Each entry should be duplicated exactly, with no line missing.

(PROVIDED ENTRIES):
————————

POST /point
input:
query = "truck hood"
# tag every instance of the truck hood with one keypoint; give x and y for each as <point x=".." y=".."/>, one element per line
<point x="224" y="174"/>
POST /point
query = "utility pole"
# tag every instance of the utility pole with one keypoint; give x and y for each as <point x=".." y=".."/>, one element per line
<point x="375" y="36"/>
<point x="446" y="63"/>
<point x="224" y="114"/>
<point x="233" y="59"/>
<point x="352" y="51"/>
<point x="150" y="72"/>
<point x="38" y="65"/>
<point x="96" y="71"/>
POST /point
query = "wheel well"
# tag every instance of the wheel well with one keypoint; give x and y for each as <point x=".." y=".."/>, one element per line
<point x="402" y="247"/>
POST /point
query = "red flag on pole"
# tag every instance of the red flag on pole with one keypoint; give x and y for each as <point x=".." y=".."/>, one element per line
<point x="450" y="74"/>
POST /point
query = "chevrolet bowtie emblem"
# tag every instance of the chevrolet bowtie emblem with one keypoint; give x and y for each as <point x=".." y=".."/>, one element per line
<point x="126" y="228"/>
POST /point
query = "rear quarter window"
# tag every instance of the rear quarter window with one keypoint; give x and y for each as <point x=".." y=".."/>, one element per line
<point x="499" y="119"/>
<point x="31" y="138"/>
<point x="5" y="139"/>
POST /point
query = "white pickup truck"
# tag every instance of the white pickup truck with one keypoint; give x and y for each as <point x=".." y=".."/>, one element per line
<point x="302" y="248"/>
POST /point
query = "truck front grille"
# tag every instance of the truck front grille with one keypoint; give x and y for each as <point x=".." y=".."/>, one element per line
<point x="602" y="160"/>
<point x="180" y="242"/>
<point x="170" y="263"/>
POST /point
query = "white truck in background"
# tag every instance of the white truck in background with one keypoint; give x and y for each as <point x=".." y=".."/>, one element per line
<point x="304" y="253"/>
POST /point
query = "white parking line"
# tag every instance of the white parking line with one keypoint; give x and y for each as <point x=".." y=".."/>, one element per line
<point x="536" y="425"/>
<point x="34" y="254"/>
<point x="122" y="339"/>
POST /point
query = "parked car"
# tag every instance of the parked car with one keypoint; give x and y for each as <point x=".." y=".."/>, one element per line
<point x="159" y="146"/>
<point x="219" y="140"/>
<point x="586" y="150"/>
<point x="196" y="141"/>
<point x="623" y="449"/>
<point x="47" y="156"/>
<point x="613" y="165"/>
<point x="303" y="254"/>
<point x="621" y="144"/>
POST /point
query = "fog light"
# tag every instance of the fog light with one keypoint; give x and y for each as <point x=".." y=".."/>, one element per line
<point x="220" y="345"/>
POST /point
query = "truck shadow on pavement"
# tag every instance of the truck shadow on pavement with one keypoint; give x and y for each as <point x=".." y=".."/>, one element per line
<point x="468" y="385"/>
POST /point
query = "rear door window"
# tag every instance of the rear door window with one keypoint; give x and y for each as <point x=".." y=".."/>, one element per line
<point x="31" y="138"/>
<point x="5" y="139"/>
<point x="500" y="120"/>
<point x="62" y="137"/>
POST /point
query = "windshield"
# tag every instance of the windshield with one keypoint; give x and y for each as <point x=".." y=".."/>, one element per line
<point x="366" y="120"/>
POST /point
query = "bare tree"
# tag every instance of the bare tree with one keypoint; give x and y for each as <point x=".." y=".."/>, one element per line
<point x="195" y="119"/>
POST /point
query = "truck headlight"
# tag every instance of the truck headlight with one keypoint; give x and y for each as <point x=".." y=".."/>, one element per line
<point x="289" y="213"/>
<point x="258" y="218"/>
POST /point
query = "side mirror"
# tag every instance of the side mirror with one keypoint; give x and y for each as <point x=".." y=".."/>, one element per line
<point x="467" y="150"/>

————————

(SOLUTION TO THIS TASK):
POST /point
input:
query = "truck hood"
# tag every instance of the truck hood with one keypoint; give x and y for each as <point x=".." y=".."/>, one element per line
<point x="224" y="174"/>
POST /point
query = "utility pole"
# tag every instance of the utility pole with one keypoint; give x and y for each as <point x=".." y=".."/>, one element per line
<point x="375" y="36"/>
<point x="446" y="63"/>
<point x="224" y="114"/>
<point x="233" y="59"/>
<point x="352" y="51"/>
<point x="150" y="72"/>
<point x="38" y="65"/>
<point x="96" y="71"/>
POST /point
query = "wheel well"
# tag every instance of the wheel well with one keypoint; give x and y for each as <point x=".." y=".."/>, one element per line
<point x="402" y="247"/>
POST /point
query = "red flag on pole"
# tag every instance of the red flag on pole with one keypoint; give x and y for each as <point x=".." y=".."/>, one element per line
<point x="450" y="74"/>
POST /point
query = "chevrolet bowtie emblem"
# tag every instance of the chevrolet bowtie emblem with one keypoint; give x and y for each as <point x=".." y=".."/>, one element per line
<point x="126" y="228"/>
POST /point
query = "rear quarter window"
# tag every instance of the rear quarter window with one keypoint; give x and y for each as <point x=".." y=".."/>, one element per line
<point x="499" y="119"/>
<point x="31" y="138"/>
<point x="5" y="139"/>
POST /point
query = "white pickup truck"
# tag every instance of the white pickup truck with one keypoint; give x and y for each as <point x=".." y=".."/>, one element per line
<point x="302" y="248"/>
POST /point
query = "truck front grille"
# tag every instance of the truck front grille with one keypoint; give x and y for each as <point x=".." y=".."/>, one element per line
<point x="602" y="160"/>
<point x="180" y="242"/>
<point x="170" y="263"/>
POST /point
query = "white truck in background"
# tag every instance of the white truck in background with one keypoint; give x and y for each as <point x=".." y=".."/>, one element per line
<point x="304" y="253"/>
POST /point
query = "white parking line"
# tag every instance of the white parking line with one keypoint; give x and y for each as <point x=".." y=".."/>, one element per line
<point x="536" y="425"/>
<point x="34" y="254"/>
<point x="122" y="339"/>
POST /point
query = "parked car"
# tag every instance of the parked car with one keypoint; give x and y for each as <point x=".." y=".."/>, one element per line
<point x="159" y="146"/>
<point x="219" y="140"/>
<point x="586" y="150"/>
<point x="196" y="141"/>
<point x="623" y="449"/>
<point x="47" y="156"/>
<point x="613" y="165"/>
<point x="303" y="254"/>
<point x="621" y="144"/>
POST /point
query = "fog light"
# tag every instance of the fog light with one keypoint; give x and y for each as <point x=".." y=".."/>, one element per line
<point x="220" y="345"/>
POST /point
query = "truck shadow on pavement"
# tag every instance of the truck shadow on pavement with one keypoint; give x and y for each as <point x=".." y=".."/>, one element per line
<point x="468" y="385"/>
POST /point
query = "rear door window"
# tag every instance of the rear door window with one keypoint; give x and y for each as <point x=".." y=".."/>, one element per line
<point x="31" y="138"/>
<point x="5" y="139"/>
<point x="500" y="120"/>
<point x="62" y="137"/>
POST /point
query = "windshield"
# tag every instance of the windshield with one keypoint; give x and y for each as <point x=".." y=".."/>, one element per line
<point x="366" y="120"/>
POST /point
query = "bare tree"
# tag every instance of the bare tree with one keypoint; give x and y for each as <point x=".." y=".."/>, one element per line
<point x="195" y="119"/>
POST /point
query = "truck headlight"
# tag every instance of the truck headlight with one keypoint; give x and y for each as <point x=".." y=".."/>, one element per line
<point x="289" y="213"/>
<point x="258" y="218"/>
POST /point
query = "side mirror"
# tag every instance of the side mirror with one keypoint; give x and y for each as <point x=".." y=".."/>, one element per line
<point x="467" y="150"/>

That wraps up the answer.